Stored dataset items:
==*==

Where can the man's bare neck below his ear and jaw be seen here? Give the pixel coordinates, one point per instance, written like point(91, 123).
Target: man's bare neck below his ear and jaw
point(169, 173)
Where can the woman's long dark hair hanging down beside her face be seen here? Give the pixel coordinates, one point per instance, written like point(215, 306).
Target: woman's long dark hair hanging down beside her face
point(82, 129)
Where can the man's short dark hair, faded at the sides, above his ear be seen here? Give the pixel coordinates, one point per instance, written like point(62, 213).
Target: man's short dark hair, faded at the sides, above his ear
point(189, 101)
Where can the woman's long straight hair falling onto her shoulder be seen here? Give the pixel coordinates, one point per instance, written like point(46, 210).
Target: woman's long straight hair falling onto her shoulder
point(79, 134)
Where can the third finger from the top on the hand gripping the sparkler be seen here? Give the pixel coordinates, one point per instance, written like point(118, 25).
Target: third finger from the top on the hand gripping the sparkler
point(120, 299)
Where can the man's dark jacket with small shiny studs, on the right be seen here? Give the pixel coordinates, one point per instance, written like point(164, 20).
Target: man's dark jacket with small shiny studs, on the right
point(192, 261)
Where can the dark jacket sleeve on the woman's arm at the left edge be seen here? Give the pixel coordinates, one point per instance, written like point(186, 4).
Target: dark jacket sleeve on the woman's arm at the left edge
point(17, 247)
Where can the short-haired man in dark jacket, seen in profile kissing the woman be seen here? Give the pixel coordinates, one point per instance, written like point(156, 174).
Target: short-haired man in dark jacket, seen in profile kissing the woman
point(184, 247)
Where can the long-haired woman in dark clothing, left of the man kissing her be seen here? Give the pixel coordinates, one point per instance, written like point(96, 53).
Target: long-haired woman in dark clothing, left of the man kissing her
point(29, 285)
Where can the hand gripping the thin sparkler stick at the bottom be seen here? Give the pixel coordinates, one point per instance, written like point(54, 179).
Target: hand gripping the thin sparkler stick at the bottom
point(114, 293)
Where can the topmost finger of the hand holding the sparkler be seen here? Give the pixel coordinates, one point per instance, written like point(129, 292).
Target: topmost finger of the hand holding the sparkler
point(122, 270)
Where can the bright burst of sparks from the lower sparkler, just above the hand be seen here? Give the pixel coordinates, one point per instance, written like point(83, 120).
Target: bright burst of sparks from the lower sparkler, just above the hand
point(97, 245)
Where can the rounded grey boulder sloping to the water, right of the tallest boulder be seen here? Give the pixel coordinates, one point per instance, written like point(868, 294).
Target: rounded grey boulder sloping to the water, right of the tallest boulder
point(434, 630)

==*==

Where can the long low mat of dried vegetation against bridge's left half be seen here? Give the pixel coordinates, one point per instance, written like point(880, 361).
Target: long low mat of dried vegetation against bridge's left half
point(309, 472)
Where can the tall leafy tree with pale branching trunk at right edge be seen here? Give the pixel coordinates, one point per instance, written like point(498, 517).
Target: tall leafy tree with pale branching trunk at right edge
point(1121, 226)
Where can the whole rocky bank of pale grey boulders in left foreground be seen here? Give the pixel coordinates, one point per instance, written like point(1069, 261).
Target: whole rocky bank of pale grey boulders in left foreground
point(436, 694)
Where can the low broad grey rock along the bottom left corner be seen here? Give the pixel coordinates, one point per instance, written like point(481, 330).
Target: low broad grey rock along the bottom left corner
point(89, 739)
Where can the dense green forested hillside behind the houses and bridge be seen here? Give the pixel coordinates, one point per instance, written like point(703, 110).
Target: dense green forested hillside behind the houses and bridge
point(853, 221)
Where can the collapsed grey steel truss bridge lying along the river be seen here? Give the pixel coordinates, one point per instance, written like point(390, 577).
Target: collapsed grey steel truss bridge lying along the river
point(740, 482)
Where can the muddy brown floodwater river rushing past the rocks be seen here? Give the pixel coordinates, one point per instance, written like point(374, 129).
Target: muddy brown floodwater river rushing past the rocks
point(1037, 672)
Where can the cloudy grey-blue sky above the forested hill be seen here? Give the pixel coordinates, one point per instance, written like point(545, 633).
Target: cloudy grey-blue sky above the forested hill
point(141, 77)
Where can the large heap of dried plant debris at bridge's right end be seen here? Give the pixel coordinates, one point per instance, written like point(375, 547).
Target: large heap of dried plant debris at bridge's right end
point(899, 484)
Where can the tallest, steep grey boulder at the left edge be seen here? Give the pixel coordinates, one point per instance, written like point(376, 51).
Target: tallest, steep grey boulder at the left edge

==*==

Your task:
Scan the records above. Return every line with "steep" in it.

Result of this task:
Where can the tallest, steep grey boulder at the left edge be seen here? Give the pixel coordinates, one point per instance, written like point(376, 51).
Target: tallest, steep grey boulder at the left edge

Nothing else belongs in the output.